Consider Fig. 1a which shows the heatmap computed using the sales of a certain productFootnote 1 in various stores across France. At each store, we compute the density of the product as the total units sold for the product normalized by the total units sold for all products at the store. The hot zones for the product can be immediately identified as the southern and western parts of France. These regions, where the consumers actively consume the product, characterize the said product. Our aim is to identify and isolate all such regions that exist for a product. Such characterizing regions are vital sources of information. Besides being a holistic cross-store view of a product’s sales, they offer valuable information to the retailers and manufacturers. Most importantly, a key application that is hardly enabled by other analyses is cross-store advertising: a store may advertise that some products could be found in neighboring stores in order to balance its overall supply/demand chain. Characterizing regions could also be used by government instances that go beyond a single food supply chain to study the consumption of some products or product types and correlate that information with health indicators for different regions. The ability to combine trends with geographic proximity can also be very useful for cross-store management and provisioning.

A key challenge in the identification of characterizing regions is to account for both in-store sales of a product and geo proximity of stores. The basic tasks involved in uncovering characterizing regions are spotting areas deemed as hot zones and identifying boundaries for the characterizing regions within the hot zones. While it is straightforward to spot such areas for the product in Fig. 1a, obtaining them via manual inspection may not always be trivial. Even if one could spot the hot zones, realizing a boundary could be difficult as there may not be a clear contour demarcating sharp fall in product sales. Automated techniques that can examine large volume of products to uncover quality characterizing regions, when they exist, are thus highly lucrative.

A natural way to address the problem is to return the regions constituted by the k stores that exhibit highest (normalized) sales for the product. Figure 1b shows the result obtained using such (TopK) scheme. While the resulting regions are consistent with the heatmap (Fig. 1a), they offer a fragmented view of the product’s regional trends. Product sales across stores show high variance (noise) leading to several stray maxima or outliers, i.e., stores that lie far from hot zones but have sales higher than some stores in the hot zone. TopK erroneously selects such outliers over stores within the characterizing regions. Thus, it lacks the necessary smoothing required to obtain coherent regions.

### Data to process
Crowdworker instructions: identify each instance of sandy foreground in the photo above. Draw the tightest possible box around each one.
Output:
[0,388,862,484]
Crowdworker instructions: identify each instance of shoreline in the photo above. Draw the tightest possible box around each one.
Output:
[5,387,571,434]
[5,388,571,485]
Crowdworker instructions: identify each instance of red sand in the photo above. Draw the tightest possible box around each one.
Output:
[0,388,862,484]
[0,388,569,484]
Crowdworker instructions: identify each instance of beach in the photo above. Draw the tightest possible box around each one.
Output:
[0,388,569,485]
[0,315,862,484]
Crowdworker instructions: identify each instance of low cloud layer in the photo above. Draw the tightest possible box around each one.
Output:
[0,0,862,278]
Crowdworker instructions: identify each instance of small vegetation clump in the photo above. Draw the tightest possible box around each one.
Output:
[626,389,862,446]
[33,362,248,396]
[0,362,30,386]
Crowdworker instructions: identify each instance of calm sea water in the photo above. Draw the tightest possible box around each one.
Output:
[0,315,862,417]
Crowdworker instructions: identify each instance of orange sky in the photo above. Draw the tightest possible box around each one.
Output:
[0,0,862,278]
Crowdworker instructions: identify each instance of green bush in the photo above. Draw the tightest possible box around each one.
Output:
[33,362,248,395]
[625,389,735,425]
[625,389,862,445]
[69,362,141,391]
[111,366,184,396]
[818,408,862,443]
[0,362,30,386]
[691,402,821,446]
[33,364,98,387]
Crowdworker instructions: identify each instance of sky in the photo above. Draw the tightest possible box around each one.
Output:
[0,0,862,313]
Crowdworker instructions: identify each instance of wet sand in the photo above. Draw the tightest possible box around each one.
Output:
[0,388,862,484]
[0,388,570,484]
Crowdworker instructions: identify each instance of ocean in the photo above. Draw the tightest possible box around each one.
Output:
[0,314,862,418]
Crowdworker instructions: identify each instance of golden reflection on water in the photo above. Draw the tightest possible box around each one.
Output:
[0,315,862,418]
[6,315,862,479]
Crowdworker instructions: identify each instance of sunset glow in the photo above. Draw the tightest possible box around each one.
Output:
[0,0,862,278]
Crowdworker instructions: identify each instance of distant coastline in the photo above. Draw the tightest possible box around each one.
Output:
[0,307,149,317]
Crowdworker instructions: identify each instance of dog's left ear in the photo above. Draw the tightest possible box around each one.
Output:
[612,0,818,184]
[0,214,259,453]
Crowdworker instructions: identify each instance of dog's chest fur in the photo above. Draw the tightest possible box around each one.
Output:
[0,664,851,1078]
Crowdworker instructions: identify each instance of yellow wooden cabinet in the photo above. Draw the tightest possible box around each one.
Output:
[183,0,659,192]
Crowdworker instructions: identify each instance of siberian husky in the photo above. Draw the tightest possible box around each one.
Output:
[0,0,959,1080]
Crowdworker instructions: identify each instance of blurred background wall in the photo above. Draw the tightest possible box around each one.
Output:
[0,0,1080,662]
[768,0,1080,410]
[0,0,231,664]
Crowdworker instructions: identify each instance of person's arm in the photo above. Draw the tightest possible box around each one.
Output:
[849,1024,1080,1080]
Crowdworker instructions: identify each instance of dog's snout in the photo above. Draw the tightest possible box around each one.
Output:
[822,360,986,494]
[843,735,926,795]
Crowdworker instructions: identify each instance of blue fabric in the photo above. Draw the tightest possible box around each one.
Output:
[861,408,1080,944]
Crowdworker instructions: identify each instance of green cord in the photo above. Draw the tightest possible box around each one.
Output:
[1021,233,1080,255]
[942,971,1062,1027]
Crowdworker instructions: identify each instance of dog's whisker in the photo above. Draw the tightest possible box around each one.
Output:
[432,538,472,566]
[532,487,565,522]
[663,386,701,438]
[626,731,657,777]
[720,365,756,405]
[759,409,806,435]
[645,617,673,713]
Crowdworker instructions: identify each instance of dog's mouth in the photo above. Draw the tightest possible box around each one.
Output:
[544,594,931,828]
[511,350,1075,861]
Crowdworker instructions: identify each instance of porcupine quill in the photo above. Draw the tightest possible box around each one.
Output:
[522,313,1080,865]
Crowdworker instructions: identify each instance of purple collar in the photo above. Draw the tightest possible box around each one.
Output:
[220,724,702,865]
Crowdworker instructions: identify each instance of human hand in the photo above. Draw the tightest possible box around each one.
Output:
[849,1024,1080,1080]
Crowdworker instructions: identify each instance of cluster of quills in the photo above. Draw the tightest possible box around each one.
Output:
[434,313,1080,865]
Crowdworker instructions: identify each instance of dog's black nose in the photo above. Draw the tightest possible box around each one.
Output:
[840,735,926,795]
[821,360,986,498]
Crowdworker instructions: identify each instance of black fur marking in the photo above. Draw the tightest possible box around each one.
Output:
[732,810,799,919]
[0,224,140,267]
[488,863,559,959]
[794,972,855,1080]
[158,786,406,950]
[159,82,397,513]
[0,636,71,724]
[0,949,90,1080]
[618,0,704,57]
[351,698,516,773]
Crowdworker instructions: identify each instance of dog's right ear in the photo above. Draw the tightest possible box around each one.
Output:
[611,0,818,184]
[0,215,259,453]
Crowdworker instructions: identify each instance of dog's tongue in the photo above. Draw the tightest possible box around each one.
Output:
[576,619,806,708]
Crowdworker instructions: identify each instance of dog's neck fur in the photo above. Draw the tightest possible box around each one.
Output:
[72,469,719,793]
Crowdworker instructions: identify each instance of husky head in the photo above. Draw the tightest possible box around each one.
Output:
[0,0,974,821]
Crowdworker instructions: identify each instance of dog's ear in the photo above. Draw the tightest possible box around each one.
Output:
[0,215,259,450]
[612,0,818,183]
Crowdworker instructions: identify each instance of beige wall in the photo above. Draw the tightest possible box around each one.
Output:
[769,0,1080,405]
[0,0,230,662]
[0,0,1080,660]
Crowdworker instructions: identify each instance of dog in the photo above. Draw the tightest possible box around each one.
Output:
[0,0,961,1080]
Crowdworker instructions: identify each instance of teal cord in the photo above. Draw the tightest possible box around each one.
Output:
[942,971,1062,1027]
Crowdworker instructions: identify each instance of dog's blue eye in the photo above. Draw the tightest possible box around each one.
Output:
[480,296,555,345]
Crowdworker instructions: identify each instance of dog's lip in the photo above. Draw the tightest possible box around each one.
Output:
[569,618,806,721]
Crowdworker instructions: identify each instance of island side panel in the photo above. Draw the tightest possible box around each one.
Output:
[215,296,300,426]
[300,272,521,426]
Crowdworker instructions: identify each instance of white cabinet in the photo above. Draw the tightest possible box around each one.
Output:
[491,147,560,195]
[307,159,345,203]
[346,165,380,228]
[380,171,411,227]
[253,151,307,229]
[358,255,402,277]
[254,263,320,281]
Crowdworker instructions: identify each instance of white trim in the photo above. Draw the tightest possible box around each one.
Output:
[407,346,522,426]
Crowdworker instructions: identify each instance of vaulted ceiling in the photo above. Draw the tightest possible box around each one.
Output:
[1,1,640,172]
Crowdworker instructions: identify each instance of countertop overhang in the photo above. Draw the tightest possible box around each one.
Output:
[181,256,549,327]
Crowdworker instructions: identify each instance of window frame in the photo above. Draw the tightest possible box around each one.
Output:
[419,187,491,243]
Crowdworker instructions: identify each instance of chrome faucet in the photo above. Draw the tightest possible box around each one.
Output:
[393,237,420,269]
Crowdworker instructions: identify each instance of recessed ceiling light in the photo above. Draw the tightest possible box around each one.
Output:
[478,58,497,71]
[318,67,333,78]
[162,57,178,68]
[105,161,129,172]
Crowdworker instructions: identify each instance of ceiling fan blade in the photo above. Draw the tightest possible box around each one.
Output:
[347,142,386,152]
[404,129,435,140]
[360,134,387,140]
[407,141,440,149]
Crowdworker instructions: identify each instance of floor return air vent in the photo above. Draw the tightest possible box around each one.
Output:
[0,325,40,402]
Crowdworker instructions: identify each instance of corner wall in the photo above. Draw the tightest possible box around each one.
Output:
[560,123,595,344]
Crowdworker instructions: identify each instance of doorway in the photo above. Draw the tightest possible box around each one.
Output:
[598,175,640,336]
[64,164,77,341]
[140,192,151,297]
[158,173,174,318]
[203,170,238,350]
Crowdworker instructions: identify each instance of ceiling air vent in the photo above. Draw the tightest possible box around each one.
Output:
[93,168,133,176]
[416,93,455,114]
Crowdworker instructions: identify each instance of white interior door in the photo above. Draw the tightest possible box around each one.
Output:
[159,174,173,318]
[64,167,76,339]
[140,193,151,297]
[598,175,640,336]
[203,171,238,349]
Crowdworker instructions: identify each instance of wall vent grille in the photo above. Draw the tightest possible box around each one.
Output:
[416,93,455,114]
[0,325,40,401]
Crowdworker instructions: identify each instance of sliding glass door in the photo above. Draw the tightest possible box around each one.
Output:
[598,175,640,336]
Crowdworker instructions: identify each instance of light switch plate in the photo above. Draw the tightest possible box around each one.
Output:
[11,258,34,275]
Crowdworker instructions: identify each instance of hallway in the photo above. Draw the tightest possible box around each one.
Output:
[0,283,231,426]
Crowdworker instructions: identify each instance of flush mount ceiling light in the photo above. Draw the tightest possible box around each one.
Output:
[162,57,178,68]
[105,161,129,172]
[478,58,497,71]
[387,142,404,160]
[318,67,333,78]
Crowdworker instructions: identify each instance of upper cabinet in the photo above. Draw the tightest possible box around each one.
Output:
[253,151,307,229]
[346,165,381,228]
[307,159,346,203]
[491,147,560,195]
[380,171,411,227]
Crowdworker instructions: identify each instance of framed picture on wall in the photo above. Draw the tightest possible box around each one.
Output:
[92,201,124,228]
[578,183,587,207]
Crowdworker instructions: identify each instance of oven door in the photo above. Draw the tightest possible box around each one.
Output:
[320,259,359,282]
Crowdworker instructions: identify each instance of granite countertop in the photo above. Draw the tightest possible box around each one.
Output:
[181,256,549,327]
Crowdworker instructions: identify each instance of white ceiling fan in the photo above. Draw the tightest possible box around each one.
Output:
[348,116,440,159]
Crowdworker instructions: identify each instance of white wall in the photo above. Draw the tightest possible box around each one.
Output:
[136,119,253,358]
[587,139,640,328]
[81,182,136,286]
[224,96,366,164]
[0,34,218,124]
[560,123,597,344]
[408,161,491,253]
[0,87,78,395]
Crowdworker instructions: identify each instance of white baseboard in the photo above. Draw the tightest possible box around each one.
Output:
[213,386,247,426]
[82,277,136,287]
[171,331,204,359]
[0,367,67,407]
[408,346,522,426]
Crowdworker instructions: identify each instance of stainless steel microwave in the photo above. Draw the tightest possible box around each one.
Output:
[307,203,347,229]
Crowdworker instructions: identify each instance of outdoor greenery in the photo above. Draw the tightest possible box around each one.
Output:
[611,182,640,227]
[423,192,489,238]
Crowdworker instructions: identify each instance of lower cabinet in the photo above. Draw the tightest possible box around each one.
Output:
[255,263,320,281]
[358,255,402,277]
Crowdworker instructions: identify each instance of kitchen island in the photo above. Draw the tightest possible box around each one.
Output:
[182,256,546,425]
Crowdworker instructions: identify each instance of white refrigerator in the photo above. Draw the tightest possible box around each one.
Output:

### Challenges
a – In the passage on characterizing regions, how is a product's density at each store computed?
b – In the records, switch "granite countertop" to "marble countertop" throughout the stretch from the line containing "Crowdworker instructions: identify each instance of oven" through the line containing "[182,256,546,425]". Return only those lines, with nothing else changed.

### Solutions in order
a – It is the total units sold for the product, normalized by the total units sold for all products at the store.

b –
Crowdworker instructions: identify each instance of oven door in the photo above. Draw the tightest possible box around each one.
Output:
[320,259,359,282]
Crowdworker instructions: identify each instance of marble countertop in the photo above. Draw the tightest possible box around each one.
Output:
[181,256,549,327]
Crowdworker instructions: identify each instance of white ceiling fan in the photo above. Draw the tightest possible box around each one.
Output:
[348,116,440,159]
Crowdworker instructions: identify each instance of white wall in the photo above. Draw the tightest possible box around each one.
Output:
[136,119,253,358]
[587,139,640,328]
[81,182,136,286]
[224,96,366,164]
[0,34,218,124]
[560,123,597,344]
[408,161,491,253]
[0,87,78,395]
Crowdworker instructions: identify each instance of white baseboard in the photo above. Draw the tightest possible box around each one.
Output:
[213,386,247,426]
[82,277,136,287]
[171,331,204,359]
[0,367,67,407]
[408,346,522,426]
Crowdworker instructions: identify each instance of stainless steel microwave in the photo above. Draw the tightest possible box around each one.
Output:
[307,203,347,229]
Crowdworker instructions: identify each instance of outdoor greenery in the photo above. Draw the tightest possible box around each one.
Output:
[611,182,640,227]
[423,192,489,238]
Crowdworker instructions: identify each instance of lower cabinet in the photo above. Draw the tightest possible box around each one.
Output:
[255,263,320,281]
[358,255,402,277]
Crowdworker instructions: identify each instance of kitchen island in the photo above. Draw the tightest possible box around each one.
Output:
[182,256,546,425]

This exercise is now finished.